• _DIRECTIONS FOR THIS TASK_: For the entries that follow, give the number of lines holding the string "light" and nothing more.

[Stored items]
+ + + + + + +
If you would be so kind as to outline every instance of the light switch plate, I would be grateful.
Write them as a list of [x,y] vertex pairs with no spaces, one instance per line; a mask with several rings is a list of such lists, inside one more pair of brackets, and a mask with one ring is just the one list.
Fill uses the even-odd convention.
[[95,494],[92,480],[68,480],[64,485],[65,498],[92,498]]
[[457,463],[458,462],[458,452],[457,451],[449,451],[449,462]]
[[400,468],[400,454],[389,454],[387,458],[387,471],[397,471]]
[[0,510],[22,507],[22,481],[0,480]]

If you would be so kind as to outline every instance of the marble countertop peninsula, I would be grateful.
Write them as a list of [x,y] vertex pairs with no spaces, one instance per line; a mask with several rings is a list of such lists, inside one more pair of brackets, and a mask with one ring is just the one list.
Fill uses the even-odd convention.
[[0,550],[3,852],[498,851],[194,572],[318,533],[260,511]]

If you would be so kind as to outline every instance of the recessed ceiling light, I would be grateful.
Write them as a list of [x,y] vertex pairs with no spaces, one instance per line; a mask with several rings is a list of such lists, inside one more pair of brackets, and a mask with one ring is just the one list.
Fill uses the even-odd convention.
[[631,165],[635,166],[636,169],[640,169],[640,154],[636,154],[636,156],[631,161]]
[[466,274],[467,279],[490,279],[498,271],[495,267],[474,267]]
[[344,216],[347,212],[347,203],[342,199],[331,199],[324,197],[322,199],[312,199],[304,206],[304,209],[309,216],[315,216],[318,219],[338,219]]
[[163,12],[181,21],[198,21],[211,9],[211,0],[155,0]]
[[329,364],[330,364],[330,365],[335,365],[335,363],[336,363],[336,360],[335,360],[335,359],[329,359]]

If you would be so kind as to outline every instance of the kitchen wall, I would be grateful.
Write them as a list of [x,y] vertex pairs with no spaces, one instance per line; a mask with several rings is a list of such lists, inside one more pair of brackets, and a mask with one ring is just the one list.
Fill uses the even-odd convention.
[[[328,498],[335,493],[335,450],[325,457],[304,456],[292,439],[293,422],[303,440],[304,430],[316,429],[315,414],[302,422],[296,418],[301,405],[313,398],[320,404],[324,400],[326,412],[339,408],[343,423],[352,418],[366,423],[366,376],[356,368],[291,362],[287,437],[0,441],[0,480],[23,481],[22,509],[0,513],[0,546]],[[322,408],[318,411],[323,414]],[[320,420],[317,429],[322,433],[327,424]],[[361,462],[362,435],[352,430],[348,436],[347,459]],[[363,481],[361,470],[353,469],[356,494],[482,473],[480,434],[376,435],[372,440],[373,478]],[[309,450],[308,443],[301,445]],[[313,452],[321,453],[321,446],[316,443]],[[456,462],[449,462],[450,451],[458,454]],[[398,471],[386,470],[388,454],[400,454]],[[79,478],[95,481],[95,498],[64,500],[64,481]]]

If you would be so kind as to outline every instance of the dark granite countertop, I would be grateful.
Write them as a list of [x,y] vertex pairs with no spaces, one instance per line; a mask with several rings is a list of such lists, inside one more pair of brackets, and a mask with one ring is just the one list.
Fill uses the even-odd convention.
+ + + + + + +
• _FINISHED EXERCISE_: 2